STORED DATA:
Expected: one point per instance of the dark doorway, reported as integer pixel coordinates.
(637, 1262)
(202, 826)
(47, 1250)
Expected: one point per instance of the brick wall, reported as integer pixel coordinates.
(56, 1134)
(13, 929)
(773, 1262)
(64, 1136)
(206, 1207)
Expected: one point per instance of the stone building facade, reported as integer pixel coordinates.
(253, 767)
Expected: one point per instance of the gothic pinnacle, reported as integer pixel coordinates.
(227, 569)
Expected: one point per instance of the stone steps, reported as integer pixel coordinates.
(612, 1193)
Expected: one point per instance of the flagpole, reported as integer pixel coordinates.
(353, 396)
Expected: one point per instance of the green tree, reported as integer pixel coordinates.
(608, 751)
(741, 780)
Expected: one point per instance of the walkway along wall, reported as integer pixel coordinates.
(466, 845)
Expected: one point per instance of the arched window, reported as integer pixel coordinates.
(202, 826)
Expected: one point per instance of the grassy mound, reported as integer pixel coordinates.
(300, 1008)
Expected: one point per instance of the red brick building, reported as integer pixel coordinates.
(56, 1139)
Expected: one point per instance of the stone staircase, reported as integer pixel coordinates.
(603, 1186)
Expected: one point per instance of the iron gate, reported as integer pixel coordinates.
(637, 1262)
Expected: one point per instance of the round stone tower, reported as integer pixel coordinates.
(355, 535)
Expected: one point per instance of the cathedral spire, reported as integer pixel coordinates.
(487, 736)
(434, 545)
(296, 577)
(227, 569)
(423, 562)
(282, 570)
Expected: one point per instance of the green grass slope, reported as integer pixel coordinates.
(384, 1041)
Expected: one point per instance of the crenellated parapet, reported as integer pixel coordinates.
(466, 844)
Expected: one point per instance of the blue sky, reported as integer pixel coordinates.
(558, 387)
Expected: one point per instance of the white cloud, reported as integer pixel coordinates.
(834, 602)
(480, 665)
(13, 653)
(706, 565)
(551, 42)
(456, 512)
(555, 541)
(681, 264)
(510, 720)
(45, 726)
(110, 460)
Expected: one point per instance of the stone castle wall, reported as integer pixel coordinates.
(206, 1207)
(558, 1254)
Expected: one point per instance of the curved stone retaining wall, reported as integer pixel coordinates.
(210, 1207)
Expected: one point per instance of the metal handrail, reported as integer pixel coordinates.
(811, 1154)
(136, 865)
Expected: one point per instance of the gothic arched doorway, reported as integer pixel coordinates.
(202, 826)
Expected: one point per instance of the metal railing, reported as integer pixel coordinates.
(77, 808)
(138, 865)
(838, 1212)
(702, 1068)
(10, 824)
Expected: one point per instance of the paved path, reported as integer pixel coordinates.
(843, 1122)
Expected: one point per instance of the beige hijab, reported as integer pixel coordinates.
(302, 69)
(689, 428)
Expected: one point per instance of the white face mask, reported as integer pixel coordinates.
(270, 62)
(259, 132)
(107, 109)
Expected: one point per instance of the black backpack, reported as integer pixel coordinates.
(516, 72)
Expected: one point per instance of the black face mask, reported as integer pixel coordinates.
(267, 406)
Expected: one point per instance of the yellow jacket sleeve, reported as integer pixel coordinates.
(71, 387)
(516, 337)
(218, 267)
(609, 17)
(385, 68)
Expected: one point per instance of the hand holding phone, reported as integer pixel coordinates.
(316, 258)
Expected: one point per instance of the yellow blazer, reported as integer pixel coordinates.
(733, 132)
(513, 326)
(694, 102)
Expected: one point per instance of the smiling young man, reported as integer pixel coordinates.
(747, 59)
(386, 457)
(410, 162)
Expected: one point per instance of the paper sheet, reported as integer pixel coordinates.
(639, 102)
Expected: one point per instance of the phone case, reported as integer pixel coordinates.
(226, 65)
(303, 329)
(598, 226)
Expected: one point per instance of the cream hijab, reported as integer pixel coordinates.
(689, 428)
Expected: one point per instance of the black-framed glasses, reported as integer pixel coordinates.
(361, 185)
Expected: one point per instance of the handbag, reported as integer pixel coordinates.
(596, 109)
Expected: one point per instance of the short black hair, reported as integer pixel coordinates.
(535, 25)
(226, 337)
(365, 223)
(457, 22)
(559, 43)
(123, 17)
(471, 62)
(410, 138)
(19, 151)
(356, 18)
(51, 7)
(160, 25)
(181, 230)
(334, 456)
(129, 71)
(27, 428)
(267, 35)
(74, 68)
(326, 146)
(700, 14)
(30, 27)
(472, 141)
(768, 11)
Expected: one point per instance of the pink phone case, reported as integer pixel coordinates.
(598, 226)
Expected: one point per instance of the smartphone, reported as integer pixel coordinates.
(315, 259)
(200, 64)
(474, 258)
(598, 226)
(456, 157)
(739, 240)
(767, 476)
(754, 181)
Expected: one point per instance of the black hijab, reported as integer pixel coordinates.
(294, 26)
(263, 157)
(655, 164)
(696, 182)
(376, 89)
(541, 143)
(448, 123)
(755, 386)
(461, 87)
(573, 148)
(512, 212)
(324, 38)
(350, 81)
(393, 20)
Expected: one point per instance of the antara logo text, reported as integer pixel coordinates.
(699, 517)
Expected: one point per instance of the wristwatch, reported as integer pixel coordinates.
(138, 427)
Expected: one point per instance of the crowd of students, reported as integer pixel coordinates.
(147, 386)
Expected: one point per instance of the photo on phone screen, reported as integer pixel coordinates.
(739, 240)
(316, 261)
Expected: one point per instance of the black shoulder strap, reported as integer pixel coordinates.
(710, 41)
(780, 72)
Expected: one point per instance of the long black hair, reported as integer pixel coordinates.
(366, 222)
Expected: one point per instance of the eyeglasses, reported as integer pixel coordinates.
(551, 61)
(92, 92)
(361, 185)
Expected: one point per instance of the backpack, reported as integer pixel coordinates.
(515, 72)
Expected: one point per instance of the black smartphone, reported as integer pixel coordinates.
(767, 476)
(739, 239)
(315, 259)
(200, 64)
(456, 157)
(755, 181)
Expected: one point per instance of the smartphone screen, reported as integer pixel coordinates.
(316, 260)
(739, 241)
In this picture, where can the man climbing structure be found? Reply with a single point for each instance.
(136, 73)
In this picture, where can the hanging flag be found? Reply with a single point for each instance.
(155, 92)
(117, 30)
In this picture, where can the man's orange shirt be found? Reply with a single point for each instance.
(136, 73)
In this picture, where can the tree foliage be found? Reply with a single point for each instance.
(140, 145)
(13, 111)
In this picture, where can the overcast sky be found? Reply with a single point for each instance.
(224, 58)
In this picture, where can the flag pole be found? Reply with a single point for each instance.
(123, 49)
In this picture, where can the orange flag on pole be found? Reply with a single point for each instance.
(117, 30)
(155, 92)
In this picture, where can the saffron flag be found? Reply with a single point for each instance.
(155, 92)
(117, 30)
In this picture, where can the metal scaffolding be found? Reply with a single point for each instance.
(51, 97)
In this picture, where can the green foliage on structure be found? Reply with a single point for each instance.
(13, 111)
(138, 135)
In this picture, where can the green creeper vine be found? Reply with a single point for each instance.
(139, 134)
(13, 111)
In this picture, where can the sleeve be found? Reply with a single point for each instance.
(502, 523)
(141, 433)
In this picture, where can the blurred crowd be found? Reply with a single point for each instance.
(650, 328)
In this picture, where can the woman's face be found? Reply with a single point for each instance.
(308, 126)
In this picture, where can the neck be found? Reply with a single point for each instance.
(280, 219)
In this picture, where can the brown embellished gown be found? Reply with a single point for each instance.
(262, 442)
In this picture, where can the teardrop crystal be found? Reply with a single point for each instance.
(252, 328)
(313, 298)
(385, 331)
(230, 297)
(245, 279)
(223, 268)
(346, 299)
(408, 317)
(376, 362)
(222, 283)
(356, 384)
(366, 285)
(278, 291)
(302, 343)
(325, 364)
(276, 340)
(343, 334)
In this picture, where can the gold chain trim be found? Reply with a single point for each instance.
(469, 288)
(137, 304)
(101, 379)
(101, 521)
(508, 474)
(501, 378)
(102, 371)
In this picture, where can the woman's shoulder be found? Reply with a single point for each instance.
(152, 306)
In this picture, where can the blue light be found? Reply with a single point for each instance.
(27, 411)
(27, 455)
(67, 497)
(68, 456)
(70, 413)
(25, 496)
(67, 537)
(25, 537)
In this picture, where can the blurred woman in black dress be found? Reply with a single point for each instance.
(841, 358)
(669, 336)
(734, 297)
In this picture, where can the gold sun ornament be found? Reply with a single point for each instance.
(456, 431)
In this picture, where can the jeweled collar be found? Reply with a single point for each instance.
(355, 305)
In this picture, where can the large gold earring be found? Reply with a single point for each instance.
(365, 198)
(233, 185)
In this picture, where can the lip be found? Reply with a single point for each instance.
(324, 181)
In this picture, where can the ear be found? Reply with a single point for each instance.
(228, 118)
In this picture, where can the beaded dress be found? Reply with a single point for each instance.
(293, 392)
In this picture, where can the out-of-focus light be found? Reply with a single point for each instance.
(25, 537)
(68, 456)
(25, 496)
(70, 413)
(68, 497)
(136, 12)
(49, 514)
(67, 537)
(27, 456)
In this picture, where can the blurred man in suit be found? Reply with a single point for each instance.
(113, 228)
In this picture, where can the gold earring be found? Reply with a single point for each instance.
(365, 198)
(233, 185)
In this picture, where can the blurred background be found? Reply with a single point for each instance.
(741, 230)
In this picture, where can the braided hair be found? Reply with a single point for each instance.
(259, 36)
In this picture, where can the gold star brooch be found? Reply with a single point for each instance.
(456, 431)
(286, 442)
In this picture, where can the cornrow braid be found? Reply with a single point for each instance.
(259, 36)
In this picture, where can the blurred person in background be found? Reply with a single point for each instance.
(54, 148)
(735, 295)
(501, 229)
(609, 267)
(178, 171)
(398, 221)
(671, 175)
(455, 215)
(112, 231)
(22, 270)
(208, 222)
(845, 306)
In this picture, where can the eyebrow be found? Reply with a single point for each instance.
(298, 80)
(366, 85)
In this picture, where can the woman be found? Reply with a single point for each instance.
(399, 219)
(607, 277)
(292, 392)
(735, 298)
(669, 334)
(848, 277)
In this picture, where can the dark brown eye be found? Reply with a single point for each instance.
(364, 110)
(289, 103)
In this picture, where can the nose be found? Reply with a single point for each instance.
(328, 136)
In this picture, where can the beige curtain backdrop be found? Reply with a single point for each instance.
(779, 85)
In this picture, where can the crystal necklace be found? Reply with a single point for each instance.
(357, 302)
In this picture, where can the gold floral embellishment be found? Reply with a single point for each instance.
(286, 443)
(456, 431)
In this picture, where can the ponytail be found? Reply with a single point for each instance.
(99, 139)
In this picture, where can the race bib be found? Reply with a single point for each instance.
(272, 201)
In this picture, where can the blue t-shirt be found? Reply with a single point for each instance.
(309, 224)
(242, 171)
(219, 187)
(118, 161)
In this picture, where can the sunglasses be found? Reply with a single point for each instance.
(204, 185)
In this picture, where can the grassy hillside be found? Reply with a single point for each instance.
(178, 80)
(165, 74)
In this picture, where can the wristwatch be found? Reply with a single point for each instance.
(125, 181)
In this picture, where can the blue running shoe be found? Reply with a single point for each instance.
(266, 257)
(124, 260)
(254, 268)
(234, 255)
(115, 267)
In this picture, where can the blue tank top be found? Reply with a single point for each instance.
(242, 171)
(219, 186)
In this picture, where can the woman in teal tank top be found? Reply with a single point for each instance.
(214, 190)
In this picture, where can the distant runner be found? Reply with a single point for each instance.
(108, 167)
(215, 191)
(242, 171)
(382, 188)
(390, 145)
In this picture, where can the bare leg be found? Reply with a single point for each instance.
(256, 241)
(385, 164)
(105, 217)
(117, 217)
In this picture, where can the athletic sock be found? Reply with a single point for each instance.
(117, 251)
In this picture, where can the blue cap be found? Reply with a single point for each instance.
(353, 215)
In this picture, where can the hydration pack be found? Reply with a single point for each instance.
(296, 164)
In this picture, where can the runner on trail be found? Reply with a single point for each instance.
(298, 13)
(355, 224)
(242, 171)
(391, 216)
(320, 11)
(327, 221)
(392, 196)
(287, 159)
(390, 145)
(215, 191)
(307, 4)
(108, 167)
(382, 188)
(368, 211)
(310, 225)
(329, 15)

THE PROBLEM: Print the line with "In this picture, where can the runner" and every line after it in the entries above, exactly as written. Leave out all other lines.

COMPLETED EXERCISE:
In this picture, where can the runner on trail be found? Reply with a single point for each instance.
(298, 13)
(355, 224)
(242, 171)
(391, 216)
(320, 11)
(327, 221)
(392, 196)
(287, 159)
(390, 145)
(215, 191)
(307, 4)
(108, 167)
(382, 188)
(368, 211)
(310, 225)
(329, 15)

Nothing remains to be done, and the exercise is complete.